*Your objective*: For the entries presented below, indicate the number of lines that include the word "wheel", adding nothing else.

*Input*:
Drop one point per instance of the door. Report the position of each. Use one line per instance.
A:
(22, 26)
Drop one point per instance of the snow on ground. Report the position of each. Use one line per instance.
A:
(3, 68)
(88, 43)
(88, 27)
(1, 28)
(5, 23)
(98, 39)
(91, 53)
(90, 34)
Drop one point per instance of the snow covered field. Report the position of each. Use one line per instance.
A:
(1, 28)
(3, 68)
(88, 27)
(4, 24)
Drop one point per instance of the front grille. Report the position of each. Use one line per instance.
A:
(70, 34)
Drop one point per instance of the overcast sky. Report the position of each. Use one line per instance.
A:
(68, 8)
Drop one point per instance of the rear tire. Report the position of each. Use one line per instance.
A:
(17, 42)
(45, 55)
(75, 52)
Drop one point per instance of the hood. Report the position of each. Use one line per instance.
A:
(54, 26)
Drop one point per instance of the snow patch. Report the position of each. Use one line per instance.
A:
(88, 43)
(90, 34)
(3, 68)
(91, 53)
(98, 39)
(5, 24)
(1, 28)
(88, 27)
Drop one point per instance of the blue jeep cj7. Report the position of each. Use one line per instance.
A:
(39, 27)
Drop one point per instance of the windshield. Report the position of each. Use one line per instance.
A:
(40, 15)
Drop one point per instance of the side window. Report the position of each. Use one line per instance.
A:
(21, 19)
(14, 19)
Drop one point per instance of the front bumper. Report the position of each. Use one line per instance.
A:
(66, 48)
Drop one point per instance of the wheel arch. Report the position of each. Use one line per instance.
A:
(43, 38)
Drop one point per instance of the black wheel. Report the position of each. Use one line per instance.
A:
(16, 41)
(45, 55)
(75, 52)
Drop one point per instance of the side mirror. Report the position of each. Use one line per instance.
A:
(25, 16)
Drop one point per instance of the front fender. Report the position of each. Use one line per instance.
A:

*Exercise answer*: 2